▸ Task to carry out:
Filter these records by the string "rough", copying each line that holds it.

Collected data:
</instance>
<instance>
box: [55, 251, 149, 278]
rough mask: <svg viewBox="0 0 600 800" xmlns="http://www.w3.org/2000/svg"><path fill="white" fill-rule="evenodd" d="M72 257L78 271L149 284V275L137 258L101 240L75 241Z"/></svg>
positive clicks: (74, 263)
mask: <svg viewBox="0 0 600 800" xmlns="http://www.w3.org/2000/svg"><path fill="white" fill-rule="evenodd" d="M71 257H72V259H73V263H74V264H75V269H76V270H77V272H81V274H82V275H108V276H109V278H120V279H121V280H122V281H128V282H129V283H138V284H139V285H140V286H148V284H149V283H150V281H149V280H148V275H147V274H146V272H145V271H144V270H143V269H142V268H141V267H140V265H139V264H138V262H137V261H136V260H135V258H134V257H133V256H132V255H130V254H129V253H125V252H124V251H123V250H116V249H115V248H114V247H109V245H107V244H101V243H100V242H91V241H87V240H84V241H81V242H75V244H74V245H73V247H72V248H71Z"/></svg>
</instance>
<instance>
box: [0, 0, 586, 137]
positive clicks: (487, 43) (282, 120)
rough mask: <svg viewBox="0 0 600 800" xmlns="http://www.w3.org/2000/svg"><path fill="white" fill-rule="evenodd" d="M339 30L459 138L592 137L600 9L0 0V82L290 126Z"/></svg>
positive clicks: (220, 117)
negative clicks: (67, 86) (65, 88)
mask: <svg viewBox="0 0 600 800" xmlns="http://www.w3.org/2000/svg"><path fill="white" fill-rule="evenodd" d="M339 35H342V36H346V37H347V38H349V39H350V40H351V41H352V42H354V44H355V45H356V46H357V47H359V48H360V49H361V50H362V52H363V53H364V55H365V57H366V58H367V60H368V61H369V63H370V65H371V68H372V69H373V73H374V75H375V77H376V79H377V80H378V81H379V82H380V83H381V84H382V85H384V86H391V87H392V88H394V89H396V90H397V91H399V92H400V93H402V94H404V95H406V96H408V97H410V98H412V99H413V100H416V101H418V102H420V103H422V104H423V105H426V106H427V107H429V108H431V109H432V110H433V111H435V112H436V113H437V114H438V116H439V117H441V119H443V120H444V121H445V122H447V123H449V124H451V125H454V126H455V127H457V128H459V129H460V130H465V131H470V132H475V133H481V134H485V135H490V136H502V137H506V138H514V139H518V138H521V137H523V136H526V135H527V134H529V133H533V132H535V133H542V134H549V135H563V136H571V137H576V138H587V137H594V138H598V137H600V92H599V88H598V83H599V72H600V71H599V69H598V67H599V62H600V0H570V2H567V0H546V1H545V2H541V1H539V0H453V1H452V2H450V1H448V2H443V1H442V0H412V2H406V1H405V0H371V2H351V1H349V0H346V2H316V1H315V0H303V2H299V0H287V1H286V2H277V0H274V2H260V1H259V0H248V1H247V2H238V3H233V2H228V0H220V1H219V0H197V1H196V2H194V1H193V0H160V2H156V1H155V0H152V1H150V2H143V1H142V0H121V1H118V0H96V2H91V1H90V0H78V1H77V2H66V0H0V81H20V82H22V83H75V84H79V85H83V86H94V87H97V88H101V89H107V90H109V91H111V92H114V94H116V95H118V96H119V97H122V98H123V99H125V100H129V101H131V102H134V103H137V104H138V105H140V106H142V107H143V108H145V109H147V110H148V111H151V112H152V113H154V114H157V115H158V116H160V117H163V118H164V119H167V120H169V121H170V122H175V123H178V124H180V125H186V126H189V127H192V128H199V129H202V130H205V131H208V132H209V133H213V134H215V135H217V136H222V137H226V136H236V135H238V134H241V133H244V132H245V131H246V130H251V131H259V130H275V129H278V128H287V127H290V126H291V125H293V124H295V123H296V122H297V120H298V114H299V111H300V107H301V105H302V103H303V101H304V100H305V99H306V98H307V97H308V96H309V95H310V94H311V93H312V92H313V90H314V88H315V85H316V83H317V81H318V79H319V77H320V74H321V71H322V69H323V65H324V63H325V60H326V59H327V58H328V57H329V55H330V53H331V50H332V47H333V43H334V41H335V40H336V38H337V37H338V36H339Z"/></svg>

▸ Response:
rough mask: <svg viewBox="0 0 600 800" xmlns="http://www.w3.org/2000/svg"><path fill="white" fill-rule="evenodd" d="M72 257L78 271L149 284V275L137 258L101 240L75 241Z"/></svg>
rough mask: <svg viewBox="0 0 600 800" xmlns="http://www.w3.org/2000/svg"><path fill="white" fill-rule="evenodd" d="M339 30L459 138L592 137L600 9L0 0V82L290 126Z"/></svg>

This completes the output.